(Referring expression data)
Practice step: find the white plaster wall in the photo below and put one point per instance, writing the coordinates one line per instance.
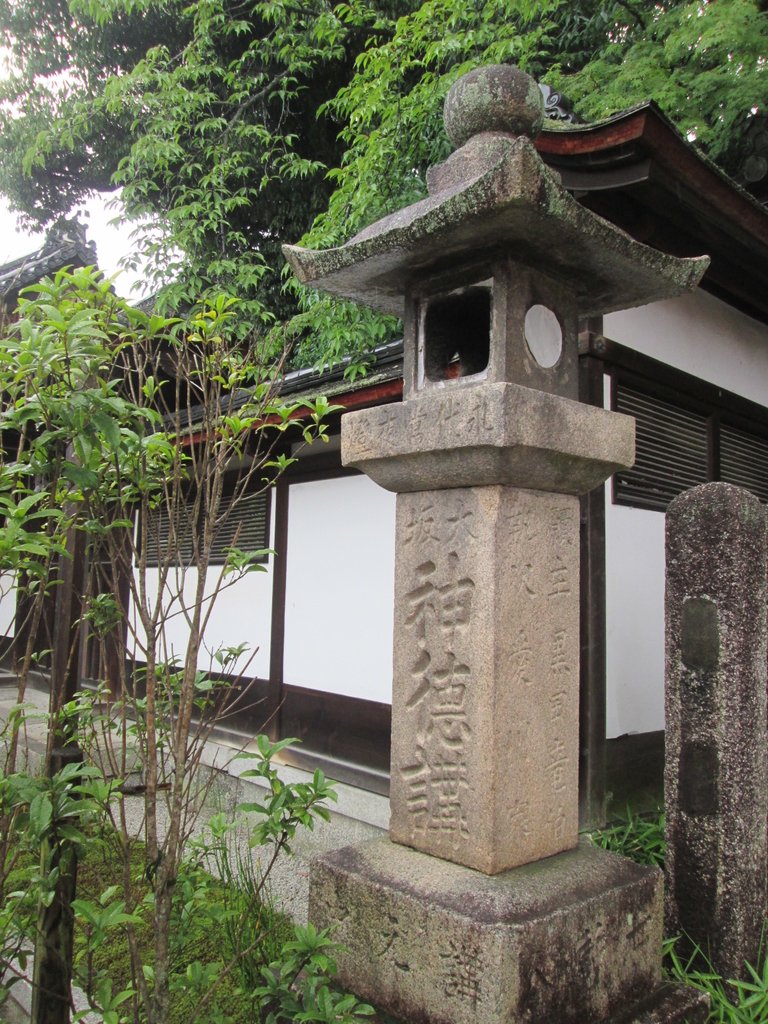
(242, 613)
(339, 593)
(704, 337)
(701, 336)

» **YOUR GOAL**
The full data, repeated exactly and stripped of its pictures, is the expected answer.

» **EXERCISE RESULT**
Practice step: find the white plaster wall in the photo below and put one point per instance, writing the coordinates one line per instance.
(242, 613)
(339, 593)
(704, 337)
(701, 336)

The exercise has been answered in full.